_What you will do:_ Copy the entries from the line containing "Q: Point out each instance of the black background" down through the line containing "(534, 1380)", with "black background" swapped for "dark backdrop" and nothing else changed; give back only those lines.

_The data:_
## begin

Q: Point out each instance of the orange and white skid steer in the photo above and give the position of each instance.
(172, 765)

## end
## begin

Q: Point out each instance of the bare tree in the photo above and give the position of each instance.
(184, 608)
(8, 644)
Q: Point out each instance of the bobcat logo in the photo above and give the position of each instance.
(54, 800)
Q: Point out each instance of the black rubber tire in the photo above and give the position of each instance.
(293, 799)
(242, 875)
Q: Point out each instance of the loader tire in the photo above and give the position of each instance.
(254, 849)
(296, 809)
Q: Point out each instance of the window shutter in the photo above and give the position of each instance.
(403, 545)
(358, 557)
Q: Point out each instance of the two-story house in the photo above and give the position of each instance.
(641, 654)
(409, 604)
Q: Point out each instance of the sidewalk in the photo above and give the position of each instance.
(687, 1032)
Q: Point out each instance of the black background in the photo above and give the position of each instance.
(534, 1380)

## end

_Solution to this problem:_
Q: Point out each instance of the dark backdrop in the photo above and give the position of each instance.
(534, 1380)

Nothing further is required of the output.